**EXERCISE AIM**. Transcribe, word for word, all of the entries below, and exclude any pictures from the copy.

(Referring expression grounding data)
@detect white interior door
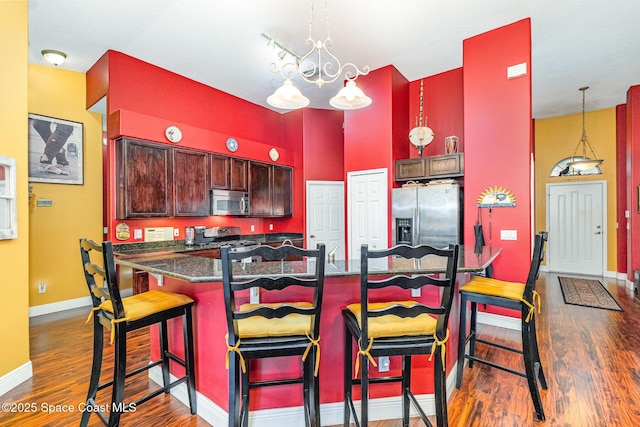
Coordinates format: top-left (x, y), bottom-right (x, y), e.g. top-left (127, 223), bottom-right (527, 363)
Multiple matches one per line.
top-left (547, 181), bottom-right (606, 276)
top-left (347, 168), bottom-right (388, 259)
top-left (305, 181), bottom-right (345, 260)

**RESPONSE BELOW**.
@detect white interior door
Coordinates format: top-left (x, y), bottom-right (x, y), e.g. top-left (127, 223), bottom-right (527, 363)
Multiple matches one per line.
top-left (547, 181), bottom-right (606, 276)
top-left (347, 168), bottom-right (388, 259)
top-left (305, 181), bottom-right (345, 260)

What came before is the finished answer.